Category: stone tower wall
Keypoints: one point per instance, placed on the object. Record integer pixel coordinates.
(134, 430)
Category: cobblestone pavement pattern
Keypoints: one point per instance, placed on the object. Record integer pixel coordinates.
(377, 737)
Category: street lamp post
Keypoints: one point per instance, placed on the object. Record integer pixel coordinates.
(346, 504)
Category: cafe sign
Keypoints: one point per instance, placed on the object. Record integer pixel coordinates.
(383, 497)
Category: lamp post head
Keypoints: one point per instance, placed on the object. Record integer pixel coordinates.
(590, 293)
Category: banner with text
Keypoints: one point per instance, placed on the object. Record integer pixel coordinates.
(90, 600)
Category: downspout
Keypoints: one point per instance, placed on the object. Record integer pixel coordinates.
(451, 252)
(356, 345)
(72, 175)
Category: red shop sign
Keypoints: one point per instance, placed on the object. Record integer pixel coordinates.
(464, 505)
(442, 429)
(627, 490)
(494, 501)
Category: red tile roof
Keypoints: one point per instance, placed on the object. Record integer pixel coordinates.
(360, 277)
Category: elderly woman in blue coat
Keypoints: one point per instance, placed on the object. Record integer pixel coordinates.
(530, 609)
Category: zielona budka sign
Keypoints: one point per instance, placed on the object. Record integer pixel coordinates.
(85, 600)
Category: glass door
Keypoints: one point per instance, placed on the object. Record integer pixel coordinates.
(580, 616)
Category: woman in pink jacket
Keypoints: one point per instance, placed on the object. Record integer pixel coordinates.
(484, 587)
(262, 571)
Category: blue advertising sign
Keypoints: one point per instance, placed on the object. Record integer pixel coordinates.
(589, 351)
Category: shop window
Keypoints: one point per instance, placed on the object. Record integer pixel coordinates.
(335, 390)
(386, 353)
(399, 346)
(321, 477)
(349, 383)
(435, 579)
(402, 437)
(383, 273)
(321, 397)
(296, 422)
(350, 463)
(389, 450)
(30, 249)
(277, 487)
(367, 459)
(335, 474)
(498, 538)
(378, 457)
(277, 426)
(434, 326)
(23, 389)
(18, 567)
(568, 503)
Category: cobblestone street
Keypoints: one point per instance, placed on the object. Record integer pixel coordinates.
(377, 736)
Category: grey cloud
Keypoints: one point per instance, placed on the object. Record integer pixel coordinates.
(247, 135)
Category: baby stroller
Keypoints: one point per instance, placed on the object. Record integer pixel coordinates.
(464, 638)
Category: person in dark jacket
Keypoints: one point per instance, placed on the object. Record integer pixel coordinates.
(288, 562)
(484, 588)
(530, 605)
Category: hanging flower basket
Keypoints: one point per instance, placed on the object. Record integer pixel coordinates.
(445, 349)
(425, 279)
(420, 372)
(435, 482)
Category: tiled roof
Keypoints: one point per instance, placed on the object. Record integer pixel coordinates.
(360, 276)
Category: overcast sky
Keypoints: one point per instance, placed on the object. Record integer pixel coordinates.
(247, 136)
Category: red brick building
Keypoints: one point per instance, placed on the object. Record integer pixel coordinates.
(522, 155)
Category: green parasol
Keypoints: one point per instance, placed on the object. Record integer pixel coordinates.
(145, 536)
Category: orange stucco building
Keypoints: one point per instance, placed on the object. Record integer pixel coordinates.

**Description of the task**.
Please arrange the lines above as a numbered list, leaving out any blank lines.

**Reply to the exercise**.
1. Category: stone tower wall
2. Keypoints: one point per instance, placed on the object. Record integer pixel coordinates.
3. (134, 430)
4. Category: cobblestone pavement pattern
5. Keypoints: one point per instance, placed on the object. Record integer pixel coordinates.
6. (377, 737)
7. Category: street lamp post
8. Keypoints: one point per instance, placed on the object. Record integer pixel coordinates.
9. (346, 504)
10. Category: cafe sign
11. Keypoints: one point per instance, placed on the object. Record integer pixel coordinates.
12. (383, 497)
13. Category: lamp post head
14. Keypoints: one point per instance, placed on the object. Record integer pixel coordinates.
15. (590, 293)
16. Category: banner with text
17. Keypoints: one point per instance, placed on the object. Record integer pixel coordinates.
18. (90, 600)
19. Category: downspout
20. Keypoints: one point per instance, placed on the object. Record integer pixel coordinates.
21. (451, 252)
22. (356, 345)
23. (72, 175)
24. Category: red shop sign
25. Keypoints: one point per instance, placed on the object. Record integer pixel coordinates.
26. (464, 505)
27. (442, 429)
28. (627, 490)
29. (494, 501)
30. Category: red tile roof
31. Keypoints: one point per instance, placed on the object. Record integer pixel coordinates.
32. (360, 277)
33. Category: elderly woman in blue coat
34. Keypoints: one point per instance, placed on the object. Record integer pixel coordinates.
35. (530, 609)
36. Category: zielona budka sign
37. Keypoints: one point per instance, placed on the object. Record integer pixel coordinates.
38. (85, 600)
39. Category: glass door
40. Keypoints: one point per instance, placed on the object. Record integer pixel coordinates.
41. (580, 616)
42. Category: woman in pink jacket
43. Keypoints: one point per instance, placed on the object. Record integer pixel coordinates.
44. (484, 587)
45. (262, 571)
46. Category: blue advertising sign
47. Keypoints: one point per instance, placed on the object. Record integer pixel coordinates.
48. (589, 351)
49. Category: shop window
50. Keypoints: one point per instance, placed on the object. Record integer pixel coordinates.
51. (335, 390)
52. (386, 353)
53. (399, 346)
54. (321, 477)
55. (349, 383)
56. (435, 579)
57. (402, 437)
58. (383, 273)
59. (321, 397)
60. (296, 422)
61. (350, 463)
62. (389, 450)
63. (30, 249)
64. (277, 487)
65. (367, 459)
66. (335, 474)
67. (498, 538)
68. (378, 457)
69. (277, 426)
70. (434, 326)
71. (23, 389)
72. (18, 567)
73. (568, 503)
74. Category: cobblestone street
75. Keypoints: one point per instance, placed on the object. Record integer pixel coordinates.
76. (377, 736)
77. Category: grey cloud
78. Keypoints: one point per instance, placed on the object. Record integer pixel coordinates.
79. (247, 135)
80. Category: baby stroller
81. Keypoints: one point per instance, placed on the object. Record integer pixel coordinates.
82. (464, 638)
83. Category: person in dark jacket
84. Keypoints: one point per instance, placed on the object. Record integer pixel coordinates.
85. (288, 562)
86. (484, 588)
87. (530, 605)
88. Category: hanging flower basket
89. Keypoints: one point per instance, placed on the object. Record integer pixel coordinates.
90. (445, 349)
91. (425, 279)
92. (420, 372)
93. (435, 482)
94. Category: tiled roof
95. Keypoints: one point per instance, placed on the object. Record integer pixel coordinates.
96. (360, 276)
97. Category: overcast sky
98. Keypoints: one point per instance, placed on the object. Record integer pixel coordinates.
99. (247, 136)
100. Category: red brick building
101. Keypoints: one point per instance, placed on the object. Record integer pixel coordinates.
102. (522, 155)
103. Category: green parasol
104. Keypoints: one point per instance, placed on the object. Record integer pixel coordinates.
105. (145, 536)
106. Category: orange stucco building
107. Keypoints: one point per instance, placed on the object. Record integer pixel coordinates.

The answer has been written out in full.